What is being asked>
Repeat all the records exactly, omitting pictures.

Coordinate annotation entries

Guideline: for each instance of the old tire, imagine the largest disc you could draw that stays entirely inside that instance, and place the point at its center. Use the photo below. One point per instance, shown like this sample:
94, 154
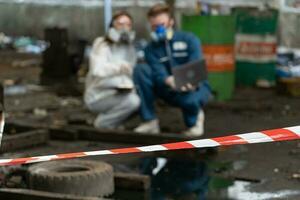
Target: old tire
78, 177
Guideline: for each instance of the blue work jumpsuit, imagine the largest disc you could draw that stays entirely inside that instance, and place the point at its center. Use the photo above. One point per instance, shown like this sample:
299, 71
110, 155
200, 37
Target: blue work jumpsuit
150, 77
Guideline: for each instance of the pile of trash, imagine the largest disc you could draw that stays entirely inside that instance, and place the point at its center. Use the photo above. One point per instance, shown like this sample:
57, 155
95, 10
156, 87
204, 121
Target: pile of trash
288, 63
22, 44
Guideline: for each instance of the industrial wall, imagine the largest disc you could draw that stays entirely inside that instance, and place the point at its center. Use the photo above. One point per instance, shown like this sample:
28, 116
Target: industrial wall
82, 21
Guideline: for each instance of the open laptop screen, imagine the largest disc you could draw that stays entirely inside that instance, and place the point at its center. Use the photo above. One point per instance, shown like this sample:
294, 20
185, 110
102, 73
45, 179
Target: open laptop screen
193, 72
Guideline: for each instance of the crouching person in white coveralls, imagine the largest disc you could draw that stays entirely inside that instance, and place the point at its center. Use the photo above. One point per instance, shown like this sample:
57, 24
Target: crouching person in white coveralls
109, 90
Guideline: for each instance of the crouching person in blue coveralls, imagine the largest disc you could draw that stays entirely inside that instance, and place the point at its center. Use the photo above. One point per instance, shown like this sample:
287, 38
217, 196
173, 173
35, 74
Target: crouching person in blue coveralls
169, 48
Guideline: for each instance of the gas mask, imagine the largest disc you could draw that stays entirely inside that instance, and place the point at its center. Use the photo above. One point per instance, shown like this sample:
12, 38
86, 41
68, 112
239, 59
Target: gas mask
121, 36
161, 33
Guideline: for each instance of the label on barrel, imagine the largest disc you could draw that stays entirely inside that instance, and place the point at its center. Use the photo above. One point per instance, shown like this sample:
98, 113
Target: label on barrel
256, 48
219, 58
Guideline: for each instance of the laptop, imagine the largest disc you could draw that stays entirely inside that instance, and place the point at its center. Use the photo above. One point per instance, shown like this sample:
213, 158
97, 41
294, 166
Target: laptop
193, 72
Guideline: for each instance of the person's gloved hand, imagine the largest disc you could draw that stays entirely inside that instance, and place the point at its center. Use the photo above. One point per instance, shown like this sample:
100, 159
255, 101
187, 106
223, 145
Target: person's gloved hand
126, 69
187, 88
170, 81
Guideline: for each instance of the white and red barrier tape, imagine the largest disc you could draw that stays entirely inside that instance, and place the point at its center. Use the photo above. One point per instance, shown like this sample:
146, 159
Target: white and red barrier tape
2, 122
282, 134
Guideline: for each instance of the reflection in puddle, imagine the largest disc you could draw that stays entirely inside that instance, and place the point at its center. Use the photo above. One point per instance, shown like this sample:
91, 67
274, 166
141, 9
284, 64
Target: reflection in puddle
198, 180
177, 179
240, 190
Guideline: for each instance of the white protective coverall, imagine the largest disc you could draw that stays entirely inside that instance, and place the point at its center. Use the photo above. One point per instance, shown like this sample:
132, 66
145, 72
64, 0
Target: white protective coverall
104, 77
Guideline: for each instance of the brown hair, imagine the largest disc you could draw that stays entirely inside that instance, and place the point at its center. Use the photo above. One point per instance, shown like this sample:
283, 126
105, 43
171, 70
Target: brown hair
158, 9
118, 14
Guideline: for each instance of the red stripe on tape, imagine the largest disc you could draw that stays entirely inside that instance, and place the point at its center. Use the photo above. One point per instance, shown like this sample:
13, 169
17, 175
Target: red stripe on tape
230, 140
69, 155
178, 145
19, 161
281, 134
126, 150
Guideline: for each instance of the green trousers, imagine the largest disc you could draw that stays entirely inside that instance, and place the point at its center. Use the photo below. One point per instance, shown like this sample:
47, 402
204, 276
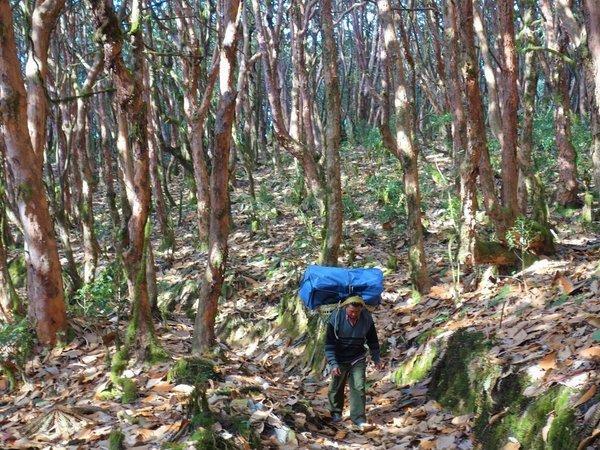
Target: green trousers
355, 376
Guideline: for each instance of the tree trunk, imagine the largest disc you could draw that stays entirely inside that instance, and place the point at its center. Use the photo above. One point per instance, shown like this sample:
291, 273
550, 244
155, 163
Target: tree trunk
592, 12
509, 97
86, 178
494, 114
454, 83
43, 21
108, 175
567, 186
299, 151
335, 210
134, 161
406, 148
476, 137
45, 287
204, 325
10, 303
530, 78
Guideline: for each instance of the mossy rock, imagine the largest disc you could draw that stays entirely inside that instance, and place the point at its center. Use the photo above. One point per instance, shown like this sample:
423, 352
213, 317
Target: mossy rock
308, 328
193, 371
240, 331
116, 440
466, 379
525, 420
542, 242
17, 269
418, 367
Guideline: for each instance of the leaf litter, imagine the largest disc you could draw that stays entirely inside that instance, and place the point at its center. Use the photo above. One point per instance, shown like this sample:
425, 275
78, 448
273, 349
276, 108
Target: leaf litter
549, 329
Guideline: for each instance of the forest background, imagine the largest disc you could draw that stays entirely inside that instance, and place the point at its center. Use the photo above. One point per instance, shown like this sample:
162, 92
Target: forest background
164, 159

Full answer>
Guideline: for each instance of the old tire, imagine the largest disc you could draw that stays entirely inside that instance, and place the point at its center. Use the photo below. One point per instance, shown like this sample:
94, 154
Target: old tire
78, 177
Guideline: for each instance of the blue work jumpsuit, imagine the largest disc you could draw that stays entirely inside that instance, and place the point at its center. Use the photo above. One point per instance, shown like this sample:
299, 71
110, 155
200, 37
Target: blue work jumpsuit
150, 77
Guideline: for each instance of the pile of trash, imagine the largest disc you could draw that stays entirely inside that instance, and place the point at its center. Use the photo above. One point per instance, shown like this sample:
57, 155
95, 10
156, 87
204, 121
Target: pile of trash
288, 63
22, 44
Guideline: for each instance of the industrial wall, imagine the largest disc you could draw that stays entirely inside that instance, and place the point at its center. Use the photo above. One point per instance, shown like this sample:
28, 116
Target: industrial wall
82, 21
Guideline: for each instance of the open laptop screen, imagine the largest disc you could draw that stays entirely inside that instance, and place the point at its center. Use the photo above. One point per instance, shown like this sample:
294, 20
185, 110
102, 73
45, 179
Target: open laptop screen
193, 72
Guideline: for each instance of the crouching person in white coveralls, imagine the largest disc you could draw that stays entirely inside that instance, and place the point at its center. Use the photo above. One point per instance, shown like this sample:
57, 24
Target: crouching person in white coveralls
109, 90
Guideline: for each instance of the crouching person in blue coveralls, imagine the largest disc you could draw that stays entirely inside that instance, and place the point at its center. Use the photo above. One point per instance, shown like this sample:
287, 38
217, 196
173, 173
35, 74
Target: crouching person in blue coveralls
169, 48
Guideline: for each instance of the gas mask, imagine the largest disc you could draw that stays entirely inside that instance, and place the point at its center. Use the photo above. One point per instance, shown like this sample:
12, 38
86, 41
68, 112
239, 59
Target: gas mask
121, 36
161, 33
Guideline: for each instance of the label on barrel, imagine the largest disc you could draw that stays entirely inside that instance, and place the point at its center. Use the photo above. One point per instance, shown like this sample:
98, 113
Target: label on barrel
256, 48
219, 58
Guideline: for each instance of the laptop, imagine the largest disc you could draw that stays entirely inside that instance, and place the point at its center. Use the photo above. One point per instance, shown like this sample:
213, 158
97, 41
294, 166
Target: laptop
193, 72
Guideline: for each instance of the person's gloved hand, imagine the largest disc you could draw that stays entirely inside that instance, and place the point at its center. Use the photo above. One point per instance, shown like this sample:
100, 159
255, 101
187, 106
223, 145
Target: person's gloved hand
126, 69
187, 88
170, 81
Guideline: for each instance of the white and red barrier tape, imagine the largest disc you could draw that stays entirely inside that instance, and place the point at its center. Use the photo above. One point per instance, shown like this sample:
146, 159
Target: white and red barrier tape
2, 122
282, 134
Guideline: for each instance of the reflection in puddle, imagine the largest disc you could draw that stays entirely inside that instance, and place the point at its center. Use the photo above. One point per instance, shown like this sample:
91, 67
274, 166
141, 9
284, 64
Target: reflection in puddle
198, 180
177, 179
240, 190
Guideline: for each instance of the white protective coverall, imagine the largest disc you could draw that stays entirely inside that instance, and place the point at its center. Use the photo above. One point per instance, shown like this sample:
132, 66
145, 72
64, 0
Target: white protective coverall
104, 77
Guideline: for each instance of the brown hair, imagine the largest disc you could draw that stays entirely inside that instance, and place the point at its center. Use the photo above. One point per instance, shown like this sample:
283, 126
105, 43
171, 70
Target: brown hair
158, 9
118, 14
Guideline: for each instance of the red stripe on tape, imagine the largest disc you could draw that stays entirely inside that instance, and place the point at its center. Use the photo above. One point per instance, shown like this sample:
13, 169
17, 175
Target: red stripe on tape
230, 140
69, 155
178, 145
19, 161
281, 134
126, 150
Guideline: for each instance of the green trousers, imagine the largest disc you could draw that stays entirely inside that instance, and place the point at its center. Use the photo below. One point per instance, shown like this sample:
47, 402
204, 276
Target: green trousers
355, 376
Guideline: for each instance of the tree trunk, imagine the largest disc you could draw that stays entirely inside that instance, and place the point at its center. Use the photo above. One point per instance, shown like this sample:
291, 273
550, 244
155, 163
Target: tree trunk
592, 12
509, 97
86, 178
494, 114
454, 83
43, 21
108, 175
567, 186
299, 151
335, 210
134, 161
406, 148
476, 137
45, 287
204, 325
10, 303
530, 78
Guideline: for each instance of the mossy rock, imagine the largest disc you could draw that stays entirely inside that instance, and place the point at its center. Use the photo above. One point per instance, shown like this sample:
423, 352
213, 317
Target: mossy rock
308, 328
193, 371
240, 331
116, 440
466, 379
525, 420
542, 242
17, 269
418, 367
Guideline: for each instance of the leaf litter, imagine the largest disc you could draw that stays entirely inside that instance, and place the point at its center. Use the photo above. One point per instance, shown like this sample:
425, 275
78, 448
273, 349
276, 108
Target: leaf litter
549, 329
Guideline: for each instance of the forest background, imagine the largest disc you could draw that stays entirely inside that instance, and place the point at its center. Use the photo above. One point per instance, shown like this sample:
162, 92
Target: forest background
164, 159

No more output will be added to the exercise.